» What the task requires
Search the data for the string "below" and copy each line in which it appears.

» Data section
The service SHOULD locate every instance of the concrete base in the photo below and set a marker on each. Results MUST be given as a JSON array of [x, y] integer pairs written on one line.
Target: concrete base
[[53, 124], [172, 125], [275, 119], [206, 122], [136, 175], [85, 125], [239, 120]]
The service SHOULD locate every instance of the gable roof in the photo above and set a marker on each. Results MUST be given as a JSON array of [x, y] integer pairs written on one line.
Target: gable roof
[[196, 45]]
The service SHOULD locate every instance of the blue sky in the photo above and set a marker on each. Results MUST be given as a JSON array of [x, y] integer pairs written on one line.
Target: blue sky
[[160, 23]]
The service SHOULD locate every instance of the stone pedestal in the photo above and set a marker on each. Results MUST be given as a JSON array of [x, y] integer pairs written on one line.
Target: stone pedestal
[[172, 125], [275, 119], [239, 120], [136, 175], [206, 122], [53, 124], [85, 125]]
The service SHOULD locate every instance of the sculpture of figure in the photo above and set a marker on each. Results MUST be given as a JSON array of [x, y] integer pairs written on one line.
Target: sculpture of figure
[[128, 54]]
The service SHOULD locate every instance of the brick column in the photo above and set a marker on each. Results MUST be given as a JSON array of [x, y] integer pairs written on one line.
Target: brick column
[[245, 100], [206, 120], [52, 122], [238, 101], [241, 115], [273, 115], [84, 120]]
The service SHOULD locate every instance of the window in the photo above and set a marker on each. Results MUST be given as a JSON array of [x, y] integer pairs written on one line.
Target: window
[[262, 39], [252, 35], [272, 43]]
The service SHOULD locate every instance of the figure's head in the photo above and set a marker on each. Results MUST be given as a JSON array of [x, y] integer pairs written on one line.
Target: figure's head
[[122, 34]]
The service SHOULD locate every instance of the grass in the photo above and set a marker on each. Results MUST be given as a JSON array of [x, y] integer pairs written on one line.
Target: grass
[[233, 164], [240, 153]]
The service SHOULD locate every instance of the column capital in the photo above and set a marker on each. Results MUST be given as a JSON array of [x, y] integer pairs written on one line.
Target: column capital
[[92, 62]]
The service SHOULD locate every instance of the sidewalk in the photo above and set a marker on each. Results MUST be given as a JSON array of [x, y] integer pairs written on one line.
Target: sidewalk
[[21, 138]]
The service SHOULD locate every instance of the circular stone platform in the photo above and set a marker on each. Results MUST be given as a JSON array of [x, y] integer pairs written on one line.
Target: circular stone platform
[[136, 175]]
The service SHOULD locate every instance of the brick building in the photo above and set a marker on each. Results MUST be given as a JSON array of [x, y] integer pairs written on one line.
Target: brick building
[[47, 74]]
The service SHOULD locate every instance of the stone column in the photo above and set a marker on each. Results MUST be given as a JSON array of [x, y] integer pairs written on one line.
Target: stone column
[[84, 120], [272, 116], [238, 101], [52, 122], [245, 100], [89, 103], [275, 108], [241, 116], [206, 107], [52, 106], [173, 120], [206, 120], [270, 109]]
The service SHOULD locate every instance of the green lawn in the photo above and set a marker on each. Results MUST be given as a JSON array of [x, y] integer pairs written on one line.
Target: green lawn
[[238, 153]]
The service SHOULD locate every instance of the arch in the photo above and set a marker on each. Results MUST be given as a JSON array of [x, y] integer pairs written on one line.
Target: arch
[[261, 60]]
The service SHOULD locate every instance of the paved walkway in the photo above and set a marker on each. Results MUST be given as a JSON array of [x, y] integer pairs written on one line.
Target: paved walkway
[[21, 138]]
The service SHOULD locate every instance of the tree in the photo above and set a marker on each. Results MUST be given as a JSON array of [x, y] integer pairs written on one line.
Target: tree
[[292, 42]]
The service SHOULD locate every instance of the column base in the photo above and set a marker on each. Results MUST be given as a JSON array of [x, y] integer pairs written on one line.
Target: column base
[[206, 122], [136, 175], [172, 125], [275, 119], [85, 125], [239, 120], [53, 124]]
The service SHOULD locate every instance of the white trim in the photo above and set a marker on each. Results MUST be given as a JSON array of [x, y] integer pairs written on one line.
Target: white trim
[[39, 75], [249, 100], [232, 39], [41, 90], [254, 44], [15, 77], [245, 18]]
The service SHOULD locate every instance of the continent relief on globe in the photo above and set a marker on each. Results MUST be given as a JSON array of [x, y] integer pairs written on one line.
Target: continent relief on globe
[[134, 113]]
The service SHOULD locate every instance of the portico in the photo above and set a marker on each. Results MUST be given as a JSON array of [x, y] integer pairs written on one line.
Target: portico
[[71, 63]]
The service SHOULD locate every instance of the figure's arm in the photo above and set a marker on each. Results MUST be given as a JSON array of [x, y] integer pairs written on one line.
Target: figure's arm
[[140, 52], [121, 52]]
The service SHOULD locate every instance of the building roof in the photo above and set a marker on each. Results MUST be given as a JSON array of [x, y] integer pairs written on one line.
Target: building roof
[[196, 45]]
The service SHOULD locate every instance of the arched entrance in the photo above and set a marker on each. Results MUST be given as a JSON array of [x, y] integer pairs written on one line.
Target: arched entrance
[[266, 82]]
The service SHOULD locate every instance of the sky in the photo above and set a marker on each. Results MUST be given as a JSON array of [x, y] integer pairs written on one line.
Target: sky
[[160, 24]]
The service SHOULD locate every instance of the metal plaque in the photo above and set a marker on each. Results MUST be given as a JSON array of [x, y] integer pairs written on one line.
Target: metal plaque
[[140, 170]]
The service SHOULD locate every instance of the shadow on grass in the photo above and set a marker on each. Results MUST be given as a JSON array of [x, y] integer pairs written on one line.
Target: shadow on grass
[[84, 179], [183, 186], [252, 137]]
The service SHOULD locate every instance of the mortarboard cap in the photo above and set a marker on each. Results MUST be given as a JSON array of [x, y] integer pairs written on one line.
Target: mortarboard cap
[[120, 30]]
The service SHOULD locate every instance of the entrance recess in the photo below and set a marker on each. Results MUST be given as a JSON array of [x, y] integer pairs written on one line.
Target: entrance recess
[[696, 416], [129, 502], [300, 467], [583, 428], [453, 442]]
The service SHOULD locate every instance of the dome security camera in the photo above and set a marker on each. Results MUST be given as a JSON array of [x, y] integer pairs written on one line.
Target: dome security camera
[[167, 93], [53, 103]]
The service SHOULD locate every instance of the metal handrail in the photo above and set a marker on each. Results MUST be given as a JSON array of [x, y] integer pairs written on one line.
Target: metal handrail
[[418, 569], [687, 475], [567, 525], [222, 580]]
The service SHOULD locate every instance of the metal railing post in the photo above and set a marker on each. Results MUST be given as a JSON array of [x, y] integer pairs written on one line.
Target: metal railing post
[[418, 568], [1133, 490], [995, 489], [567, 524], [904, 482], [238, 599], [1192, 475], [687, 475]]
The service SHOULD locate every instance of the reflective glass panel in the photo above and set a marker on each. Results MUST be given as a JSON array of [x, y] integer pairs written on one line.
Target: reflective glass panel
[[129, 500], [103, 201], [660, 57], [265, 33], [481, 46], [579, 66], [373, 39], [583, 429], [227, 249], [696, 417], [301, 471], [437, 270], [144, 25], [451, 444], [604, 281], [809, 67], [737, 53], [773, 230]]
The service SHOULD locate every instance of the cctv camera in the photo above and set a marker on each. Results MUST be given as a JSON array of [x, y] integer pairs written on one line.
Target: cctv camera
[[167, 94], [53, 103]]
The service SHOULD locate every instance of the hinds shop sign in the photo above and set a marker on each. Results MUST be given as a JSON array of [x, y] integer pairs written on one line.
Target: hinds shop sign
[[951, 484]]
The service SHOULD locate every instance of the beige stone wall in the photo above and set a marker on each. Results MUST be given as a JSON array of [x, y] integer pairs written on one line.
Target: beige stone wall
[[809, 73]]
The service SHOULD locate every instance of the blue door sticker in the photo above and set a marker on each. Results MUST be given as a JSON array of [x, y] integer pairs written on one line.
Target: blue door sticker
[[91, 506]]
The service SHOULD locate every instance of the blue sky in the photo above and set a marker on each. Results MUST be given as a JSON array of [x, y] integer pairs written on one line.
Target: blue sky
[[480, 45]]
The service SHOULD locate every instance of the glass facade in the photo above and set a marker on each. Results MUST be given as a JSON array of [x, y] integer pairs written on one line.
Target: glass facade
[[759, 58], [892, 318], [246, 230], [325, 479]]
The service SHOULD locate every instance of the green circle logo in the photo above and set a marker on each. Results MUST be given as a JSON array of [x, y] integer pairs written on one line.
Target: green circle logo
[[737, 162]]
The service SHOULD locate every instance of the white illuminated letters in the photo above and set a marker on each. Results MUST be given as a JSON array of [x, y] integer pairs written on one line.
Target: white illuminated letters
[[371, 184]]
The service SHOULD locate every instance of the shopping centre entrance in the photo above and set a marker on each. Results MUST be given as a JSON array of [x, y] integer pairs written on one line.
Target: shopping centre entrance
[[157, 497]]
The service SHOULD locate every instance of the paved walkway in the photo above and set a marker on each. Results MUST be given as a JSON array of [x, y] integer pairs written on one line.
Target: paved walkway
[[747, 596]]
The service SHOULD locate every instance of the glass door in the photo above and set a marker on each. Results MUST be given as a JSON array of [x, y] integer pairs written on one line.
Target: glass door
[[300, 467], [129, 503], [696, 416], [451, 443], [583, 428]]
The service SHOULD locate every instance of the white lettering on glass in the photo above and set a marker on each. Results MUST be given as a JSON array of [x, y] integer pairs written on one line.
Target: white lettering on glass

» Solution for this task
The service SHOULD locate every instance of the concrete base in the photo below and set a marker on each. Results MUST be given as a JSON array of [x, y] integer pairs written on one line.
The service SHOULD locate every instance of the entrance recess in the photo below and set a marker on each. Results MUST be given as a JSON array of [x, y] integer pairs written on one line.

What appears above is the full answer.